* [Problem 1]
Reproduce the passage from the woodworking business text starting at "Thanks to her" and ending at "in real estate.".
* [Problem 2]
Answer these questions using the woodworking business text:
(a) By 2023, at how many Bay Area retail locations was Gentilcore fulfilling orders?
(b) When did she get her real estate license?
(c) How many days a week at most does she budget for her woodshop?
━━ Excerpted text
By 2023, Gentilcore was fulfilling orders not only via her website, but also at eight Bay Area retail locations. While she found woodworking to be great for her mental health, it wasn’t always beneficial for her physical health.
“It really started to take a toll on my hands,” she said. She was developing carpal tunnel syndrome, eventually finding it excruciating to grip her steering wheel or hold a knife to chop food.
“My business isn’t about profit. It’s about building a quality product that I love to make, that people love to buy, that they love to gift, and the therapy I feel working on it,” she said.
When it became more painful than pleasurable, it was time to take a break.
Always open to trying new things, Gentilcore “wasn’t really motivated by office jobs,” she said, having worked in the past as a personal trainer, a Crossfit coach and an executive assistant, among other endeavors.

Thanks to her woodworking, she’d formed ties with several local real estate agents for whom she makes closing gifts to present to clients, and had long had an interest in real estate.
“I love construction; I have an eye for detail; I’m gonna be a Realtor!” she recalled deciding. She studied and got her license in late 2023 and began working with a brokerage in 2024, only to realize after a few months that the environment was not what she’d expected. “It was not the career for me,” she said. “It just didn’t work for my family.”
With her heart in the home woodshop and her hands feeling good again, Tavolo Studios was back in business – this time on a smaller scale, with a careful strategy to prevent physical overwork.
“It’s tricky, but I budget about two days a week max in the garage in my woodshop,” she said. “I do smaller batches of products. It means I don’t always have all of my products in stock, and that can be a little complicated, but I think it’s just forced me to look at past sales and see what products sell well and sort of niche down with those.”

Currently, her products are stocked by Lark in San Carlos, and she’s reaching back out to other retailers. Sales come mostly through word of mouth, local groups and via the Bay Area pop-ups she participates in, including Peninsula School’s annual craft fair in Menlo Park. She often brings her laser engraver along to those events so she can personalize boards on-site. It’s a good conversation starter, she said. “Who doesn’t love a laser?”
━━━━
━━ Recorded information
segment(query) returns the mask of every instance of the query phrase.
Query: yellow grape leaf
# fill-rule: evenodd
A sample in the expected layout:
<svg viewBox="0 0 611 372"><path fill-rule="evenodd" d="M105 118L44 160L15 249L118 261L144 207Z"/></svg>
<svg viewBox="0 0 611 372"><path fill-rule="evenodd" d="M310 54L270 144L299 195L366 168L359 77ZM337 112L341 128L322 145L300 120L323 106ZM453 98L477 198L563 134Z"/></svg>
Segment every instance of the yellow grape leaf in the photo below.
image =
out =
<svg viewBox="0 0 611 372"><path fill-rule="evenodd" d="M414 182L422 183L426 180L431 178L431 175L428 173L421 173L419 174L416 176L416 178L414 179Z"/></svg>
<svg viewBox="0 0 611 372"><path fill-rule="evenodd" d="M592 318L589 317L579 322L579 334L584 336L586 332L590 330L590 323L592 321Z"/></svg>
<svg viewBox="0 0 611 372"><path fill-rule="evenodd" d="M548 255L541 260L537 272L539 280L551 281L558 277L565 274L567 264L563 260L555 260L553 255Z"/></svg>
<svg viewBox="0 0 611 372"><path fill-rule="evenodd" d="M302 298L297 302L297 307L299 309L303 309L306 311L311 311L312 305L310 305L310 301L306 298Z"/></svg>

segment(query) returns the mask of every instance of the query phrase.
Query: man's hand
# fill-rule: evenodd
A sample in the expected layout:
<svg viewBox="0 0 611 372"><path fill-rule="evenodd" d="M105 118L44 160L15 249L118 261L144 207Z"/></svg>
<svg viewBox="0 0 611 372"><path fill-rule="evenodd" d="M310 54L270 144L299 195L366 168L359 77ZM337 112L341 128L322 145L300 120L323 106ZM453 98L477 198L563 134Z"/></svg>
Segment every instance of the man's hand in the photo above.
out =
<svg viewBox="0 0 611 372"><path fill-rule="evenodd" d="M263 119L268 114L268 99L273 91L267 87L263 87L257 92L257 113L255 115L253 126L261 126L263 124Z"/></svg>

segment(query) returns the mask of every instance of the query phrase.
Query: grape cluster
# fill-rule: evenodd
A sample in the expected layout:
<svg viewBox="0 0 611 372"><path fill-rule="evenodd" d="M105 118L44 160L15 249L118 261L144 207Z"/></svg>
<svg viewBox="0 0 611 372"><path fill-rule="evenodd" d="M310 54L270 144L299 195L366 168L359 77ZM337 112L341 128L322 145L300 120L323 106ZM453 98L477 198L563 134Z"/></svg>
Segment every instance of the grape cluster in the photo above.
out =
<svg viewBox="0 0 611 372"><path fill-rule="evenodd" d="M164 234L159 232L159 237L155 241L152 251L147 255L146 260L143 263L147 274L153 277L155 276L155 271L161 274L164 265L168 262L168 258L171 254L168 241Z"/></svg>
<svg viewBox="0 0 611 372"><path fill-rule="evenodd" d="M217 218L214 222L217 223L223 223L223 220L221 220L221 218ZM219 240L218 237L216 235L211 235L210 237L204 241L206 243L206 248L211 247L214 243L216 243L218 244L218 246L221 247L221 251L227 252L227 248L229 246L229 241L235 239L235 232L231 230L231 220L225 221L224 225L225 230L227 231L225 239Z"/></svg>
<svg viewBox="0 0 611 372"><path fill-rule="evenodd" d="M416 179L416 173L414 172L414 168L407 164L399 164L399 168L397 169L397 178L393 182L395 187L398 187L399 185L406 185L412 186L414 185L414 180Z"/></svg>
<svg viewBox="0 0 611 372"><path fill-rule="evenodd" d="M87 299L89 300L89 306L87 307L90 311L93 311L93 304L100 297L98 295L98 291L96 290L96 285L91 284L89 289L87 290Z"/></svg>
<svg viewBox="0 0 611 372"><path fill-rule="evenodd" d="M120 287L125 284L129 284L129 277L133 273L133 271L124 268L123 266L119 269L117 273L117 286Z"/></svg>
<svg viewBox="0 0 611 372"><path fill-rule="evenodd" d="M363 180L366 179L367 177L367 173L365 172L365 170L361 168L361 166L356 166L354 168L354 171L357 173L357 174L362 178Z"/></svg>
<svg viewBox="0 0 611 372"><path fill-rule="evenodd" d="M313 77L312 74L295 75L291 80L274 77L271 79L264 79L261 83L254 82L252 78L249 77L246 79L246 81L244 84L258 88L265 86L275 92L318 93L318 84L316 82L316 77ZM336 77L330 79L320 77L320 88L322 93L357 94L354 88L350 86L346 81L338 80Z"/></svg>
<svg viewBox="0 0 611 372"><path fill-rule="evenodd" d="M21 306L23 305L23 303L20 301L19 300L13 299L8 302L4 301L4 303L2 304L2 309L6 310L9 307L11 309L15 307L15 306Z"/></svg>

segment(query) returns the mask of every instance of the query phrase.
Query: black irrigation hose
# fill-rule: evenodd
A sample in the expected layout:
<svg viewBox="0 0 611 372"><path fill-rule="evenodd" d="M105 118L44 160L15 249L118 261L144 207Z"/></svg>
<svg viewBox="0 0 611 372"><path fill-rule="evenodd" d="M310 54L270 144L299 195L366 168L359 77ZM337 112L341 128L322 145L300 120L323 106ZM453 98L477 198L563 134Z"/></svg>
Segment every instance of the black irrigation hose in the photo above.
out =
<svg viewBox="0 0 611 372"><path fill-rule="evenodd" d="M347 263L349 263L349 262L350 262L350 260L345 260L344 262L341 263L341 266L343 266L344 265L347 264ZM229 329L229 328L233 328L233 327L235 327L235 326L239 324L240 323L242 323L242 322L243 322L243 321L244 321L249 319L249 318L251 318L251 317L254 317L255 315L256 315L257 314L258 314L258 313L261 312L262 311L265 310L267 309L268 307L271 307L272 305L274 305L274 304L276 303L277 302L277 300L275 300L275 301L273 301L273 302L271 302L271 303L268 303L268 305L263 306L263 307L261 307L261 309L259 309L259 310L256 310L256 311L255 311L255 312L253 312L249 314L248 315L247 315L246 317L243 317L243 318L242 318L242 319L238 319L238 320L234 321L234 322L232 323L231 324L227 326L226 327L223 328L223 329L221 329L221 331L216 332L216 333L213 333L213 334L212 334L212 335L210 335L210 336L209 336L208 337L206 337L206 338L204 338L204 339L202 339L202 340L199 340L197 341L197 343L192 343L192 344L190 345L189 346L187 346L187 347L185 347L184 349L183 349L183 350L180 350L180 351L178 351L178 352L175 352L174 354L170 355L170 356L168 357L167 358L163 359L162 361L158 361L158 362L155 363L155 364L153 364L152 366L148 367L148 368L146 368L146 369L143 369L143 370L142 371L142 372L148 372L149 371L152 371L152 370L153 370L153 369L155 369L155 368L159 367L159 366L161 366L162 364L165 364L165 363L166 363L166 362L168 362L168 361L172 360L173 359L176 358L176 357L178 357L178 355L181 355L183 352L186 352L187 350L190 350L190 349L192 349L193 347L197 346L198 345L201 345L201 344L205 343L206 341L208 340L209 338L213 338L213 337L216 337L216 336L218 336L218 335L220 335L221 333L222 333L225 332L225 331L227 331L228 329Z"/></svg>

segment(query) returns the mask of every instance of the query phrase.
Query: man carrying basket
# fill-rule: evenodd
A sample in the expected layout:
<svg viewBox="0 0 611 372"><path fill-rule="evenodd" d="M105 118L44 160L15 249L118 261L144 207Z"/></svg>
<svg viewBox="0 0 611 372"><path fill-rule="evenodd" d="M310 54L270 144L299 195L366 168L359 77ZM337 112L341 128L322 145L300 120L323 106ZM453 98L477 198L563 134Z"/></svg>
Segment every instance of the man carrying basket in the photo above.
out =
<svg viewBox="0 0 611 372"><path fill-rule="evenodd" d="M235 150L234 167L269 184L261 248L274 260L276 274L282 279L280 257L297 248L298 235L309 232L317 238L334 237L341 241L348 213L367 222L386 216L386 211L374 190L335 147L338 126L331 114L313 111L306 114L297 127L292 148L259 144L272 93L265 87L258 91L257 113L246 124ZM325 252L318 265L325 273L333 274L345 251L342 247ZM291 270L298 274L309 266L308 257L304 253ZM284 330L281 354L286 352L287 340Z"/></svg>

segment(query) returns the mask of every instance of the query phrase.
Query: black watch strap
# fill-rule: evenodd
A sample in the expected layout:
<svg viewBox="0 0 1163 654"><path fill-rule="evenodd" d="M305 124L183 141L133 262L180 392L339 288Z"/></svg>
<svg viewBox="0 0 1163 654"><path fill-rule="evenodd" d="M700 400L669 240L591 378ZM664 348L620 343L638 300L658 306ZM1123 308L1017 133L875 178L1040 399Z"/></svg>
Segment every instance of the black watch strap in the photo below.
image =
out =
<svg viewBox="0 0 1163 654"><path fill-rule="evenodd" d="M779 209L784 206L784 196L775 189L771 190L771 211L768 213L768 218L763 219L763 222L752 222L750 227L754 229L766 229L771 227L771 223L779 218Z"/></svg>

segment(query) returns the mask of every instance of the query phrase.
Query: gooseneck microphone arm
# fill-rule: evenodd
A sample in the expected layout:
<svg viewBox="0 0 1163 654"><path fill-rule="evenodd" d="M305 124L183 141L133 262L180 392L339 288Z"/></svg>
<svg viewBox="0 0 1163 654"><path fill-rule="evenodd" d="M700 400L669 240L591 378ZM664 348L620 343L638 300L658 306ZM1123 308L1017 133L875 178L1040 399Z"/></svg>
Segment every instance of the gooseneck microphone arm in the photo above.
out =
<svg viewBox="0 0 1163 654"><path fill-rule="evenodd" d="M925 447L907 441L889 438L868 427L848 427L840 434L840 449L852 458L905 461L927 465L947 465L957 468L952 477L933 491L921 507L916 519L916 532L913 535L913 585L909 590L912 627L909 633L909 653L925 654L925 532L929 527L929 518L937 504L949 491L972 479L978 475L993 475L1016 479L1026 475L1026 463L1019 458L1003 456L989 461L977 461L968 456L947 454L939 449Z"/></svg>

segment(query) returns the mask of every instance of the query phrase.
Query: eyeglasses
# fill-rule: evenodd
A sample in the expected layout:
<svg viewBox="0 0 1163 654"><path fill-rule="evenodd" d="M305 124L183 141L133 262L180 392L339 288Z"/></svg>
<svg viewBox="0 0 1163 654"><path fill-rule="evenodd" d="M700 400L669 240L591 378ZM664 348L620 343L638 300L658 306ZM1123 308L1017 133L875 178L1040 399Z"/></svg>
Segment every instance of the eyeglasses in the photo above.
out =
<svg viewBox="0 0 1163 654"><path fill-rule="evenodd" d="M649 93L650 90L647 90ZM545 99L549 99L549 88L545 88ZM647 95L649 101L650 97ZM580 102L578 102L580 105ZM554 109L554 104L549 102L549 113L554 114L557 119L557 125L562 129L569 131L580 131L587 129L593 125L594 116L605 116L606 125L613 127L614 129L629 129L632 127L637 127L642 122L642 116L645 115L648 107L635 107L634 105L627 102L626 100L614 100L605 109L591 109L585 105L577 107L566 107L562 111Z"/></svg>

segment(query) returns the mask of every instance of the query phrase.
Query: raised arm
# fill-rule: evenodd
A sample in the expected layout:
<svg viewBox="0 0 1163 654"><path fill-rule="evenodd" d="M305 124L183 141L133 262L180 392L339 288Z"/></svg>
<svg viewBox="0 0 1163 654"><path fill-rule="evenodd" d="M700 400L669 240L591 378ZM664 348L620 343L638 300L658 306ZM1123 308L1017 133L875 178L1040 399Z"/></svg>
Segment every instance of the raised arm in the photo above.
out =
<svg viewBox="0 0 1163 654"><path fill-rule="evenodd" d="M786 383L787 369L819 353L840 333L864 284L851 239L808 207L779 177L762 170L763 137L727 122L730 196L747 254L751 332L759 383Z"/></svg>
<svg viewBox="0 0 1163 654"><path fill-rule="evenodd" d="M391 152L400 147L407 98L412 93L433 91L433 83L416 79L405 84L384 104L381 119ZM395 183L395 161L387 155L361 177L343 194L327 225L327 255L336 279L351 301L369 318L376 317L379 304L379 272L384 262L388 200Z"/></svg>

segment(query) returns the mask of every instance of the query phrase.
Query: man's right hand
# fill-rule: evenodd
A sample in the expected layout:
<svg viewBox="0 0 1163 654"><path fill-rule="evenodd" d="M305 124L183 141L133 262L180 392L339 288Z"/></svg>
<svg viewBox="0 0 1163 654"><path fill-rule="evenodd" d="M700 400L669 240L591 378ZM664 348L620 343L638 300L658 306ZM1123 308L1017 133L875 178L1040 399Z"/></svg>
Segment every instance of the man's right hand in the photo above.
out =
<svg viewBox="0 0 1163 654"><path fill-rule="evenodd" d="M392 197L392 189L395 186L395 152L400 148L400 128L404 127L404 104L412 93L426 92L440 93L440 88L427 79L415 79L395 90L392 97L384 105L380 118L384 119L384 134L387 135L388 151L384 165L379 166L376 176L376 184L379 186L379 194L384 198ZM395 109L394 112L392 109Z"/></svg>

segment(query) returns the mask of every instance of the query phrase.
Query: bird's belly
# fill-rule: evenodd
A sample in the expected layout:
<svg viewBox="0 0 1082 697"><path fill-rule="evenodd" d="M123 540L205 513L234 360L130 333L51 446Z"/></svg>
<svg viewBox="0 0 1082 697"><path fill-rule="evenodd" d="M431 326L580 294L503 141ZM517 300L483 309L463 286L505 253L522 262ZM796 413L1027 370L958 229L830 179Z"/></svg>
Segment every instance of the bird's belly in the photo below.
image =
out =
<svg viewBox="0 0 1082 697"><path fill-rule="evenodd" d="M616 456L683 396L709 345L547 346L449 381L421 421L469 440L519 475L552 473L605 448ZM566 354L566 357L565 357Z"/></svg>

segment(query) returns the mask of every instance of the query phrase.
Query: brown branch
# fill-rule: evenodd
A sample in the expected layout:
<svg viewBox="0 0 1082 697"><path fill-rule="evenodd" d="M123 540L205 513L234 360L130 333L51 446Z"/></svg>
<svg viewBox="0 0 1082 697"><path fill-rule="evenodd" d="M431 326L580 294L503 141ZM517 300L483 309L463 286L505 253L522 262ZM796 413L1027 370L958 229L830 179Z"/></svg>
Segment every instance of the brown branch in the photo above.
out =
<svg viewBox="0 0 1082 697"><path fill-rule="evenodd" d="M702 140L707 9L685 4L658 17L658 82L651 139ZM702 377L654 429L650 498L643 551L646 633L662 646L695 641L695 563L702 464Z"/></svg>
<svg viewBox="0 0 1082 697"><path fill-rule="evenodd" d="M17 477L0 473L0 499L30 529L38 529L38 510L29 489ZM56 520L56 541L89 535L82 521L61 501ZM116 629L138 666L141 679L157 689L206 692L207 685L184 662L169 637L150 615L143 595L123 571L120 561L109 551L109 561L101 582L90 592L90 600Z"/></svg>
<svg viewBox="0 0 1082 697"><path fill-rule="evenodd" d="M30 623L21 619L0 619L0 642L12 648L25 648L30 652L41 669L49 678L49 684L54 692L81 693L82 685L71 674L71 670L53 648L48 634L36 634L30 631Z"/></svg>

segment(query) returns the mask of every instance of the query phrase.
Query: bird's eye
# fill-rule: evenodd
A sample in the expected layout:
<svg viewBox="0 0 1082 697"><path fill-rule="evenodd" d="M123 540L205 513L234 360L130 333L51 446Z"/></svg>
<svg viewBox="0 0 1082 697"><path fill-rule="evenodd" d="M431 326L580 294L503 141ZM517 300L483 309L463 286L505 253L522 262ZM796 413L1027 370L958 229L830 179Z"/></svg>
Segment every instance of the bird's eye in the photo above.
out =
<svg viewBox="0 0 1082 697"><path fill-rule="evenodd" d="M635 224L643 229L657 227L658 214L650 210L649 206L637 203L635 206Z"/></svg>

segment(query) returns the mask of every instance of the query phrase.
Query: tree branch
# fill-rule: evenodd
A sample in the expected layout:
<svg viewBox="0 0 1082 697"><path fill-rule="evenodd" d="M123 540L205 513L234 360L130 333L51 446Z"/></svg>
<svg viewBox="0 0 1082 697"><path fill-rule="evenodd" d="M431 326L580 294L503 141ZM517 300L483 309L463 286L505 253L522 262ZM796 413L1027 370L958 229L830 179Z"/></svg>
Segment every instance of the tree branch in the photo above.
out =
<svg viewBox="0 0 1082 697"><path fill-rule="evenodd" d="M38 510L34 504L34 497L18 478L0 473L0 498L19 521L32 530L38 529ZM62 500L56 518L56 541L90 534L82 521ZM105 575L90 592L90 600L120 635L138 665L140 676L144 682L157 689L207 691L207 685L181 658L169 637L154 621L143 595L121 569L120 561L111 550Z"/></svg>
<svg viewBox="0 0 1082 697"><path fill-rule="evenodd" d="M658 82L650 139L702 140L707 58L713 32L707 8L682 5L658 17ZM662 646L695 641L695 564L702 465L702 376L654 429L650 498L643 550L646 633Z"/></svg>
━━━━
* [Exercise answer 1]
Thanks to her woodworking, she’d formed ties with several local real estate agents for whom she makes closing gifts to present to clients, and had long had an interest in real estate.

* [Exercise answer 2]
(a) Eight
(b) Late 2023
(c) About two days